• _Stated exercise A_
Do statements (i), (ii), and (iii) agree with the leasehold accounting note? (i) The interpretation would change the Company's cash flows. (ii) At September 30, 2003, net undeveloped leaseholds were approximately $867,000. (iii) Net developed leaseholds would be classified as "intangible undeveloped leasehold." For each, answer yes or no and quote the words from the text that decide it.
• _Stated exercise B_
In the leasehold accounting note, take the part that opens with the words containing "At September 30, 2003" and closes with "currently being discussed.". Write it out again, swapping "approximately" for "roughly".

• _Document extract_

--- Begin ---

This interpretation of SFAS 141 and 142 would only affect the Company’s balance sheet classification of oil and gas leaseholds.  The Company’s results of operations and cash flows would not be affected, since these oil and gas mineral rights held under lease and other contractual arrangements representing the right to extract such reserves would continue to be amortized in accordance with accounting rules for oil and gas companies provided in Statement of Financial Accounting Standards No. 19, Financial Accounting and Reporting by Oil and Gas Producing Companies (SFAS 19).

 

At September 30, 2003 we had net undeveloped leaseholds of approximately $867,000 that would be classified on the Company’s balance sheet as "intangible undeveloped leasehold" and net developed leaseholds of an estimated $250,000 that would be classified as "intangible developed leaseholds" if the Company applied the interpretation currently being discussed.

--- End ---

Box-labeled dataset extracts
--- Begin ---

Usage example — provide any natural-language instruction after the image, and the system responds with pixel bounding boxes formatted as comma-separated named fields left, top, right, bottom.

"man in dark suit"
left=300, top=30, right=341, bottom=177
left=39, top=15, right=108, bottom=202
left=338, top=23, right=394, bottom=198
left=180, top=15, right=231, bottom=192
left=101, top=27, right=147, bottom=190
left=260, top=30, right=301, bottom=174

--- End ---

• _Solution A_
(i) No: "The Company’s results of operations and cash flows would not be affected"
(ii) Yes: "At September 30, 2003 we had net undeveloped leaseholds of approximately $867,000"
(iii) No: "net developed leaseholds of an estimated $250,000 that would be classified as "intangible developed leaseholds""

• _Solution B_
At September 30, 2003 we had net undeveloped leaseholds of roughly $867,000 that would be classified on the Company’s balance sheet as "intangible undeveloped leasehold" and net developed leaseholds of an estimated $250,000 that would be classified as "intangible developed leaseholds" if the Company applied the interpretation currently being discussed.